>> Begin Given records

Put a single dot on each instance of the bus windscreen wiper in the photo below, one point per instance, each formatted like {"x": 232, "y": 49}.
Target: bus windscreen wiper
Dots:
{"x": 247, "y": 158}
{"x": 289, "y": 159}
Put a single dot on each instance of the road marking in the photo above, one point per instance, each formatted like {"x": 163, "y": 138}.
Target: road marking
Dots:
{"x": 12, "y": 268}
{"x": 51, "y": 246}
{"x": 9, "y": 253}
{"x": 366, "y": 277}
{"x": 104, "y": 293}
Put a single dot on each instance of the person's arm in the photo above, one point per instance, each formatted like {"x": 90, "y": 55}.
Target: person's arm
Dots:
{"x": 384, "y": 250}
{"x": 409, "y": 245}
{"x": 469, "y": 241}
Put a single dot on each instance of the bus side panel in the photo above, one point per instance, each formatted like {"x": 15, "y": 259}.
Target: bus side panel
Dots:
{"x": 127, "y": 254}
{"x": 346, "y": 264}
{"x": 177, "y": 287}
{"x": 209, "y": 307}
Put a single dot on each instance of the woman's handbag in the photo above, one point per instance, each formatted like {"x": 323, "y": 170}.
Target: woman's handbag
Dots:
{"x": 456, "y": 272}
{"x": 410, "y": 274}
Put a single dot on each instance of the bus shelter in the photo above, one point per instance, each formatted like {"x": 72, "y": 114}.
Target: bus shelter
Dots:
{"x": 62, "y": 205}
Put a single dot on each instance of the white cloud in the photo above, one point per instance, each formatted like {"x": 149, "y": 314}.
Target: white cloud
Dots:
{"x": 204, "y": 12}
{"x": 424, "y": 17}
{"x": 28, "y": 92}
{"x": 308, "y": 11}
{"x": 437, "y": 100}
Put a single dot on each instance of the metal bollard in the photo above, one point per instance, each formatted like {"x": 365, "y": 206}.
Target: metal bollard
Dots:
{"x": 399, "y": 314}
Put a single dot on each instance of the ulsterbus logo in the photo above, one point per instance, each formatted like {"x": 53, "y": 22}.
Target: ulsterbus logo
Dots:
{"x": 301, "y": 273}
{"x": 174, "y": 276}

>> End Given records

● **Exercise aim**
Rewrite the part of the records that opens with the line containing "Put a single dot on each instance of the road" and runs through the end of the records, requests included. Increase every x and y coordinate in the answers by 143, and leave the requests and their format samples unchanged.

● **Finished exercise**
Put a single dot on each instance of the road marking in the photo above, one point per instance, each formatted like {"x": 163, "y": 138}.
Target: road marking
Dots:
{"x": 155, "y": 411}
{"x": 194, "y": 389}
{"x": 152, "y": 396}
{"x": 509, "y": 420}
{"x": 247, "y": 436}
Put a single dot on each instance of the person's arm in the photo above, one point per instance, each formatted like {"x": 90, "y": 55}.
Target: person's arm
Dots:
{"x": 527, "y": 393}
{"x": 552, "y": 388}
{"x": 612, "y": 384}
Put a single dot on each instance of the bus side panel in the photo above, one point per instance, each formatted like {"x": 15, "y": 259}.
Target: bus side panel
Dots:
{"x": 270, "y": 397}
{"x": 489, "y": 407}
{"x": 320, "y": 430}
{"x": 352, "y": 450}
Put a single dot on each instance of the woman's handbag in the photo above, one point per instance, each formatted like {"x": 323, "y": 170}.
Target: woman's handbag
Dots:
{"x": 599, "y": 415}
{"x": 553, "y": 417}
Put a single dot on each instance of the bus shelter in the photo above, one point per instance, each formatted like {"x": 72, "y": 114}.
Target: bus shelter
Dots:
{"x": 205, "y": 348}
Put a single dot on each instance of the white cloud in the photo above, one point per instance, each formatted like {"x": 149, "y": 314}.
Target: white cloud
Dots:
{"x": 347, "y": 155}
{"x": 567, "y": 160}
{"x": 171, "y": 235}
{"x": 451, "y": 154}
{"x": 580, "y": 243}
Put a single dot on each instance of the metal bollard in the photo above, one point per instance, each formatted like {"x": 365, "y": 206}.
Target: metal bollard
Dots:
{"x": 542, "y": 457}
Put a single dot on each instance of the ulsterbus logo in the photo above, one point per instance, each formatted like {"x": 53, "y": 22}.
Target: ulsterbus logo
Dots:
{"x": 444, "y": 416}
{"x": 317, "y": 419}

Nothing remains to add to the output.